• **EXERCISE AIM**
Repeat the whole of the data, keeping every detail the same.

┌──

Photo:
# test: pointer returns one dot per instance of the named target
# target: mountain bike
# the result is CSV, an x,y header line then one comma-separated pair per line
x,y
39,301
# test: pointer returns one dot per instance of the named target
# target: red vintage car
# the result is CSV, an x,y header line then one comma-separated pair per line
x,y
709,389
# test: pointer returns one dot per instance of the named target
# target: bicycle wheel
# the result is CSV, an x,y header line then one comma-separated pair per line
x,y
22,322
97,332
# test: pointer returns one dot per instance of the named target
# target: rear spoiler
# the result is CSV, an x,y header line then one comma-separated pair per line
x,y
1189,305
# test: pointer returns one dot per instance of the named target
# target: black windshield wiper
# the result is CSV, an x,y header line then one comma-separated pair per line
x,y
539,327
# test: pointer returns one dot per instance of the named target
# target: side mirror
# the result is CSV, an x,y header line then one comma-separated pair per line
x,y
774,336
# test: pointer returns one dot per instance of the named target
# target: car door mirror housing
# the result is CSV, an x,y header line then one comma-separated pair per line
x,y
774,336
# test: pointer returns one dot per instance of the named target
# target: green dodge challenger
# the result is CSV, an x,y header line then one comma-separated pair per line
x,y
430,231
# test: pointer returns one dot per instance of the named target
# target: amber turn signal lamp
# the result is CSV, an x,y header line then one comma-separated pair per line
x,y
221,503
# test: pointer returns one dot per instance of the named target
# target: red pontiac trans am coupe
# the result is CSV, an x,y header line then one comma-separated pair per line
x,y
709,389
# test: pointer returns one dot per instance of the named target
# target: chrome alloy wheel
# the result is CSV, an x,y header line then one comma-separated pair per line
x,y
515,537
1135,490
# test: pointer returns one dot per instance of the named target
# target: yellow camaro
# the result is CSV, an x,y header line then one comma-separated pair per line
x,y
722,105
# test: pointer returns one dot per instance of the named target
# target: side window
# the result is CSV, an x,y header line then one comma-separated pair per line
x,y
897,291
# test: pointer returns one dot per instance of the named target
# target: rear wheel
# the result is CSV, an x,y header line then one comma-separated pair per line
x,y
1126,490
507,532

└──

• **FINAL RESULT**
Photo:
# test: pointer returns one dot per instance of the named target
# target: mountain bike
# the result is CSV, an x,y header line then one comma-separated pair per line
x,y
39,301
# test: pointer returns one dot per instance of the named target
# target: red vintage car
# the result is CSV, an x,y header line then one comma-separated pair per line
x,y
709,389
# test: pointer returns one dot per instance of the named target
# target: bicycle wheel
# the result is CSV, an x,y header line then one comma-separated pair per line
x,y
22,322
97,332
# test: pointer returns one dot per instance of the named target
# target: rear spoiler
# the result is CSV, an x,y header line then one comma-separated pair per line
x,y
1189,305
# test: pointer returns one dot per instance of the named target
# target: black windshield wiper
# the result is CSV, an x,y header line then one comma-separated pair per line
x,y
539,327
# test: pointer returns one dot per instance of the named target
# target: side mirror
# the result is CSV, an x,y header line then one comma-separated pair per line
x,y
774,336
# test: pointer returns one dot per instance of the named target
# target: car door mirror housing
# the result is CSV, an x,y header line then one comma-separated pair per line
x,y
774,336
# test: pointer returns one dot per instance of the named target
# target: green dodge challenger
# the result is CSV, an x,y header line then one comma-separated pair per line
x,y
430,231
# test: pointer returns one dot per instance of the named target
# target: amber turn signal lamp
# the result is CSV, an x,y header line then one comma-separated pair per line
x,y
221,503
# test: pointer returns one dot per instance of the named target
# target: red pontiac trans am coupe
# the result is CSV, an x,y header line then one comma-separated pair per line
x,y
709,389
# test: pointer returns one dot per instance of the named target
# target: chrome alloy wheel
# the result is CSV, an x,y header line then one comma-separated pair per line
x,y
515,537
1135,490
# test: pointer returns one dot per instance of the named target
# target: yellow camaro
# the result is CSV, an x,y header line then one comma-separated pair per line
x,y
722,105
# test: pointer returns one dot per instance of the named target
# target: side window
# the result is CSV, an x,y header line then one comma-separated pair per line
x,y
897,291
# test: pointer returns one dot per instance of the named target
# target: rear wheel
# the result is CSV, an x,y header line then one comma-separated pair per line
x,y
1126,490
507,532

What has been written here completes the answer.